ТЕКСТ:
-------

1812 Бегство ч280

Ч280
Бегство

Страна исторгнула нашествие наречий,
Взяв на себя исток богоявления любви,
Огнём пожаров ,провожая Empereur речи,
Судьбой России , обретая доводы нужды.

Сопроводить Великой армии колонны,
В обратный путь и тучей грозовой,
Нависнуть , волей новой преисподней,
Над главным полем битвы родовой.

Гнетущей тишиной , предвечным знаком перехода  ,
В миазмах  торопя , храпящего  коня,
Вождя, смотрящего в итог великого похода,
Величием любви , за гибель армии казня .

Всех ,кто пришёл за славою мундира,
К российского величия стопам,
Гордиться результатом огненного пира,
И вознести его ,в победы вечной фимиам.

Считая вёрсты , у дороги дальней
И вспоминая дух родной страны,
Их ждущей , радостью брутальной,
Зовущей правом ,лучшей жизни и любви.

Идти и верить в воздаяние свободы,
Войною жить , творя войну врагам,
Преодолеть  тяжёлые невзгоды,
Жизнь отдавая родовым долгам.

Замёрзнуть  русской, снежною зимою,
Укрывшей следствия жестокостей войны,
Грядущей в поле, смертью роковою,
Без обьявления причины и вины.

Провозглашая суть богоявления народа,
Жить вечною любовью родовой,
Великой армии , отдав юдолю рода ,
Славян Великой Верой и Душой.

-------

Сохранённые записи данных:
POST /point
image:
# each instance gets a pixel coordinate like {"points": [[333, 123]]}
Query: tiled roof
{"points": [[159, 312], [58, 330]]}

-------

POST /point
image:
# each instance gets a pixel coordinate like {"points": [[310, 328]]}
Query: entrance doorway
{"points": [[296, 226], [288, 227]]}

-------

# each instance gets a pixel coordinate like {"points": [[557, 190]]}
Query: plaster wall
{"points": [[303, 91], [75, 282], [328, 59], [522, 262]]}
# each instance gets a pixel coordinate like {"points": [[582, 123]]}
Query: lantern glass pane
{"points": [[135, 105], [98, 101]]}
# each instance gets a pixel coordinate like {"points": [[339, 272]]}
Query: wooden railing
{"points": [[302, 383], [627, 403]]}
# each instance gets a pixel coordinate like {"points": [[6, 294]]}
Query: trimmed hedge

-------

КОРОТКОЕ ЗАДАНИЕ A: Изложите стихотворение «Бегство» о 1812 годе в двух предложениях.
КОРОТКОЕ ЗАДАНИЕ B: Отредактируйте стихотворение «Бегство»: начните со слов «Сопроводить Великой армии», остановитесь после слов «победы вечной фимиам.» и поставьте «скакуна» вместо «коня».
КОРОТКОЕ ЗАДАНИЕ C: Продолжите стихотворение «Бегство» о 1812 годе с того места, где оно заканчивается.

РЕЗУЛЬТАТ ЗАДАНИЯ A: Страна исторгла нашествие, а колонны Великой армии двинулись в обратный путь, и их вождь смотрит в итог великого похода. Солдаты считают вёрсты, вспоминая дух родной страны, и замерзают русской снежной зимой, укрывшей следствия жестокостей войны.

РЕЗУЛЬТАТ ЗАДАНИЯ B:
Сопроводить Великой армии колонны,
В обратный путь и тучей грозовой,
Нависнуть , волей новой преисподней,
Над главным полем битвы родовой.

Гнетущей тишиной , предвечным знаком перехода  ,
В миазмах  торопя , храпящего  скакуна,
Вождя, смотрящего в итог великого похода,
Величием любви , за гибель армии казня .

Всех ,кто пришёл за славою мундира,
К российского величия стопам,
Гордиться результатом огненного пира,
И вознести его ,в победы вечной фимиам.

РЕЗУЛЬТАТ ЗАДАНИЯ C:
Огнём любви , творящей дух у обелисков,
Честь отдавая , павшим на войне,
Собрав в судьбе страны , родных и близких,
Отдавших жизни ,счастью рода и семье.

Их ждущей ,победителями зла,
Взращённого в душе героя,
Признавшего потерей,дух добра,
Изгнавший,из французов счастье строя.
 
Глава VI Вязьма
Двадцать восьмого октября мы снова увидели Можайск. Этот город еще был переполнен ранеными; некоторых из них мы захватили с собой, других собрали в одно место и оставили на великодушие русских, как в Москве. Едва Наполеон отошел от этого города на несколько верст, как началась зима. Итак, после ужасной битвы и десяти дней похода и маневров армия, захватившая из Москвы всего лишь по пятнадцати порций муки на человека, продвинулась в своем отступлении только на расстояние трехдневного перехода. У нее не было провианта; кроме того, ее застигла зима!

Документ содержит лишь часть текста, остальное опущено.